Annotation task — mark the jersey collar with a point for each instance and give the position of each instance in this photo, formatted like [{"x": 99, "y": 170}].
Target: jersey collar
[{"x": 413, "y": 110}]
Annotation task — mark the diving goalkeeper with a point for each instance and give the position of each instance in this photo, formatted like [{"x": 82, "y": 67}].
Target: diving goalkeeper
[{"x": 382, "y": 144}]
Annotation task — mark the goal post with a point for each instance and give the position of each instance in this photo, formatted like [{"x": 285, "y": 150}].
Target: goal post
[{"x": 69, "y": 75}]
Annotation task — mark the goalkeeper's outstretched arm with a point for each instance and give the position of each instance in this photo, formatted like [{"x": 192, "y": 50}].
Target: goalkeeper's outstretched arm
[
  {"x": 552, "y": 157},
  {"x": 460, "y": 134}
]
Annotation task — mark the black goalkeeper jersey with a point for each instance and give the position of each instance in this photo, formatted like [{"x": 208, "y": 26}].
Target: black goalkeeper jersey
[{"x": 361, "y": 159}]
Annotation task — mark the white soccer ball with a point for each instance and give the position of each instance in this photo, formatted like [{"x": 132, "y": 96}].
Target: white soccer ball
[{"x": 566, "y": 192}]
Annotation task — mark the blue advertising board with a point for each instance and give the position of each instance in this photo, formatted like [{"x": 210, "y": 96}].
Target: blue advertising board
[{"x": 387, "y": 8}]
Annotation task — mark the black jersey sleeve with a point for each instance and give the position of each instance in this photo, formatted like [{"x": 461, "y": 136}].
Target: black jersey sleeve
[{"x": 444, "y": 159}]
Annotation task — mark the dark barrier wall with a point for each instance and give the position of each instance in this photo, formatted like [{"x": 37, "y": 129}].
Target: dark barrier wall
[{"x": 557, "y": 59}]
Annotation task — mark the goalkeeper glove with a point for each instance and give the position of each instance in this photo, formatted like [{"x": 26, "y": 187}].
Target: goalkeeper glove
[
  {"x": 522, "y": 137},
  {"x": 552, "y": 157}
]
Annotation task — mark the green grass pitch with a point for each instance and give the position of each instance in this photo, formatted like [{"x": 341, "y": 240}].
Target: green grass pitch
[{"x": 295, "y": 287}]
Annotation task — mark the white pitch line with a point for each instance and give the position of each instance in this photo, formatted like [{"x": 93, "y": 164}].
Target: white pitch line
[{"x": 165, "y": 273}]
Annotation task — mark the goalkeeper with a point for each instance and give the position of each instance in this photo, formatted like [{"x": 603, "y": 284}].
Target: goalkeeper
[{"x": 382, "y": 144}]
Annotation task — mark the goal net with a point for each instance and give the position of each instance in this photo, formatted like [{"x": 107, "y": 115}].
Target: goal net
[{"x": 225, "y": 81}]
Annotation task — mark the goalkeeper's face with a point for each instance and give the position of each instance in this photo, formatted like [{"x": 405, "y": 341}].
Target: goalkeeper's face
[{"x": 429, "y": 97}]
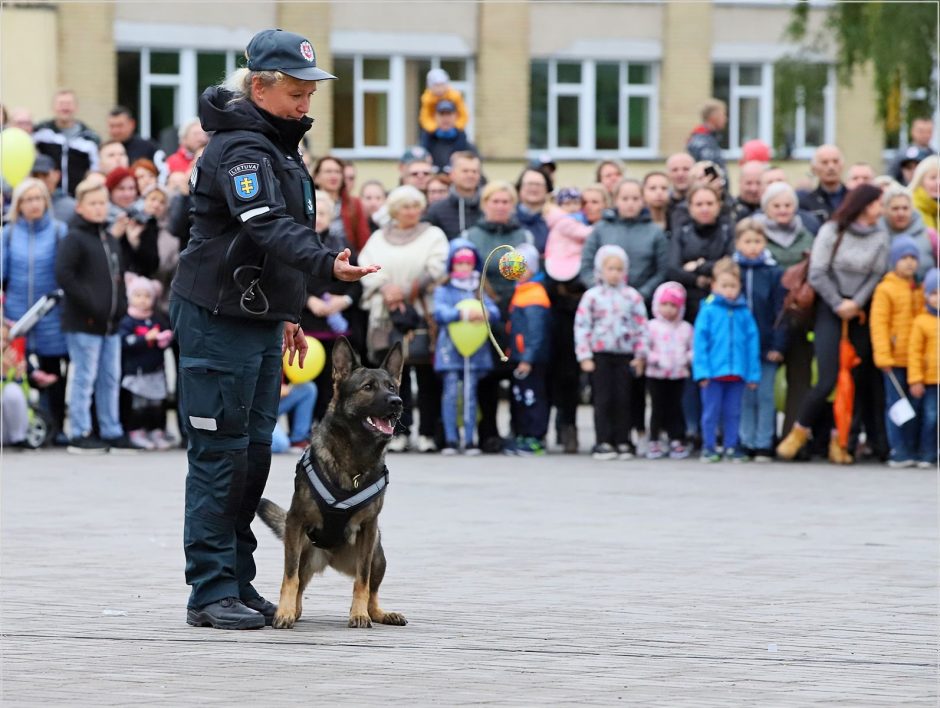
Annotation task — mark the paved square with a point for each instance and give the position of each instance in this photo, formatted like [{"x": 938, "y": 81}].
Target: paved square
[{"x": 555, "y": 580}]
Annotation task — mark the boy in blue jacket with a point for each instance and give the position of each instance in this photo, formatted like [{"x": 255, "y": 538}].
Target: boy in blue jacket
[
  {"x": 764, "y": 295},
  {"x": 725, "y": 359},
  {"x": 529, "y": 333},
  {"x": 463, "y": 265}
]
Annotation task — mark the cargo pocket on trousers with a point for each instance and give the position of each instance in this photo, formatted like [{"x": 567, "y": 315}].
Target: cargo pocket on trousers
[{"x": 211, "y": 397}]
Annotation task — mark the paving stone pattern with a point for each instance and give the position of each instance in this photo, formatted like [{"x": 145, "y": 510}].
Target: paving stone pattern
[{"x": 548, "y": 581}]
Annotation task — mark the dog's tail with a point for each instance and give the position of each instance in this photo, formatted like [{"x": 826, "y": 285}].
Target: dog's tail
[{"x": 274, "y": 516}]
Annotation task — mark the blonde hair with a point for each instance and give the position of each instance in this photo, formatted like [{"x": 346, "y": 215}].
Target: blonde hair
[
  {"x": 928, "y": 164},
  {"x": 404, "y": 196},
  {"x": 238, "y": 83},
  {"x": 726, "y": 266},
  {"x": 749, "y": 224},
  {"x": 86, "y": 187},
  {"x": 20, "y": 191},
  {"x": 499, "y": 186},
  {"x": 598, "y": 188}
]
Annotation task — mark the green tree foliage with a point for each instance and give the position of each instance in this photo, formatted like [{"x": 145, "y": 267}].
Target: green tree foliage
[{"x": 898, "y": 38}]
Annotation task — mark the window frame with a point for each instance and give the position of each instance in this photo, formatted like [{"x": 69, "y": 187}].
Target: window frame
[
  {"x": 394, "y": 87},
  {"x": 585, "y": 91},
  {"x": 185, "y": 81}
]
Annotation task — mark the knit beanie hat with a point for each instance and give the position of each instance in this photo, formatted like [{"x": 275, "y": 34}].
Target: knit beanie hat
[
  {"x": 116, "y": 176},
  {"x": 773, "y": 191},
  {"x": 531, "y": 255},
  {"x": 931, "y": 281},
  {"x": 901, "y": 247},
  {"x": 673, "y": 296}
]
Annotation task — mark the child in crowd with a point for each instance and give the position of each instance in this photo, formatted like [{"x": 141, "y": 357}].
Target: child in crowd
[
  {"x": 90, "y": 272},
  {"x": 569, "y": 199},
  {"x": 667, "y": 369},
  {"x": 725, "y": 359},
  {"x": 463, "y": 283},
  {"x": 895, "y": 304},
  {"x": 14, "y": 406},
  {"x": 923, "y": 370},
  {"x": 297, "y": 402},
  {"x": 530, "y": 337},
  {"x": 145, "y": 335},
  {"x": 611, "y": 343},
  {"x": 764, "y": 295},
  {"x": 439, "y": 89}
]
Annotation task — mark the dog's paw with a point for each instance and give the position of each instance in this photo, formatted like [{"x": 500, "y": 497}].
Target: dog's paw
--------
▶ **WHAT THE TASK REQUIRES**: Return every entry above exactly. Pictures stay out.

▶ **TASK RESULT**:
Annotation task — mark the jersey collar with a point for each instance and give the position of each instance in this photo, formatted like [{"x": 99, "y": 170}].
Target: jersey collar
[{"x": 413, "y": 110}]
Annotation task — mark the diving goalkeeper with a point for each instance and give the position of each instance in this photo, formatted like [{"x": 82, "y": 67}].
Target: diving goalkeeper
[{"x": 382, "y": 144}]
Annotation task — mark the goal post with a point for each instance and give the position of each instance in this photo, formatted like [{"x": 285, "y": 150}].
Target: goal post
[{"x": 69, "y": 75}]
Annotation task — mark the goalkeeper's outstretched arm with a point for each instance and give the position of each instance in this photo, formatted like [{"x": 192, "y": 50}].
Target: goalkeeper's outstretched arm
[
  {"x": 552, "y": 157},
  {"x": 460, "y": 134}
]
Annotation task — mark the black goalkeeper jersey with a point for each instance and give the position of each instance in this photo, formatted like [{"x": 208, "y": 26}].
Target: black goalkeeper jersey
[{"x": 361, "y": 159}]
Annotation task — mark the white soccer ball with a point for each instance and give the position of each instance in this photo, formatted like [{"x": 132, "y": 96}].
Target: white soccer ball
[{"x": 566, "y": 192}]
Annotation task — mark the blue advertising board with a point for each instance and give the position of each instance in this photo, formatted like [{"x": 210, "y": 96}].
Target: blue advertising board
[{"x": 387, "y": 8}]
Annotation task — mark the black jersey sleeve with a point for each instance and give the position of each instance in this photo, formatted like [{"x": 461, "y": 136}].
Target: black jersey sleeve
[{"x": 444, "y": 159}]
Annotation task — mark the dark barrier wall with a point for each instance and give the position of each instance in this photo, formatted like [{"x": 37, "y": 129}].
Target: dark barrier wall
[{"x": 557, "y": 59}]
Annotation task — mark the goalkeeper glove with a point for each instance and give the position of each instance in this photo, formatted like [{"x": 26, "y": 187}].
Target: goalkeeper glove
[
  {"x": 522, "y": 137},
  {"x": 552, "y": 157}
]
Annotation task — mark the green grass pitch with a point for each instance and give the position of each instance in this photo, formatted like [{"x": 341, "y": 240}].
Target: green grass pitch
[{"x": 295, "y": 287}]
Annotation task — mark the white pitch line with a point for each instance and give the position of each instance in this photo, formatted like [{"x": 93, "y": 164}].
Target: white pitch line
[{"x": 165, "y": 273}]
Annotation task — mark the goalkeeper with a point for each instance and give the position of each instance in this photo, formatted like [{"x": 603, "y": 284}].
Target: goalkeeper
[{"x": 382, "y": 144}]
Annotation task — mark the goal net with a point for each instance and give the position of each instance in this photo, formatted like [{"x": 107, "y": 115}].
Target: goal net
[{"x": 225, "y": 81}]
Annotation task — mark the goalkeeper's face with a point for each instance and give the position of each instance in this photo, formatted like [{"x": 405, "y": 341}].
Target: goalkeeper's face
[{"x": 429, "y": 97}]
Annotation task — mark the paved square with a point for each instance and give the position of each instance in this photo, formatted like [{"x": 938, "y": 81}].
Target: paved square
[{"x": 555, "y": 580}]
Annotation task — mark the boy in blue jacket with a point for each instance and give the position of each instance in this photo, formatted like [{"x": 255, "y": 538}].
Target: boy in blue jacket
[
  {"x": 764, "y": 295},
  {"x": 725, "y": 359},
  {"x": 529, "y": 333},
  {"x": 463, "y": 265}
]
Annotation task — mark the cargo pocket on trousers with a point for each instance and give the position of each instance in this photo, formatted like [{"x": 567, "y": 315}].
Target: cargo pocket on trousers
[{"x": 211, "y": 397}]
Annotation task — mark the paving stone pattern with a point for each instance and give the position of each instance in this photo, formatted like [{"x": 145, "y": 510}].
Target: paving stone pattern
[{"x": 548, "y": 581}]
Annotation task — mark the dog's tail with a point for each instance and give the position of each instance in this photo, formatted like [{"x": 826, "y": 285}].
Target: dog's tail
[{"x": 274, "y": 516}]
Annotation task — mark the blonde hair with a point for each instance and give the position of each instance in this photo, formatted like [{"x": 346, "y": 215}].
Target: blonde hair
[
  {"x": 928, "y": 164},
  {"x": 404, "y": 196},
  {"x": 238, "y": 83},
  {"x": 726, "y": 266},
  {"x": 749, "y": 224},
  {"x": 86, "y": 187},
  {"x": 20, "y": 191},
  {"x": 499, "y": 186},
  {"x": 598, "y": 188}
]
Annotation task — mark the green tree foliage with a point for each instance and give the position of each instance in this photo, formatted like [{"x": 145, "y": 267}].
Target: green tree foliage
[{"x": 898, "y": 38}]
Annotation task — mark the window frame with a point for each instance and give the position of each instance in this photo, formatted like [{"x": 69, "y": 187}].
Target: window frame
[
  {"x": 394, "y": 87},
  {"x": 585, "y": 91},
  {"x": 185, "y": 81}
]
Annotation task — mark the knit beanie hat with a point for each instance and give the position of each instance in this photo, formatted like [{"x": 275, "y": 34}].
Target: knit beanie hat
[
  {"x": 116, "y": 176},
  {"x": 773, "y": 191},
  {"x": 531, "y": 255},
  {"x": 931, "y": 281},
  {"x": 901, "y": 247},
  {"x": 673, "y": 296}
]
Annotation task — mark the child in crowd with a point for each instance and give the position of each instance in this photo, formatted like [{"x": 141, "y": 357}].
Target: child in crowd
[
  {"x": 90, "y": 272},
  {"x": 569, "y": 199},
  {"x": 667, "y": 369},
  {"x": 725, "y": 359},
  {"x": 463, "y": 283},
  {"x": 895, "y": 304},
  {"x": 14, "y": 406},
  {"x": 923, "y": 370},
  {"x": 297, "y": 402},
  {"x": 530, "y": 337},
  {"x": 145, "y": 335},
  {"x": 611, "y": 343},
  {"x": 764, "y": 295},
  {"x": 439, "y": 89}
]
Annotation task — mark the dog's paw with a point for each instance and give the position of each instance in this photo, formatted like [{"x": 500, "y": 497}].
Target: dog's paw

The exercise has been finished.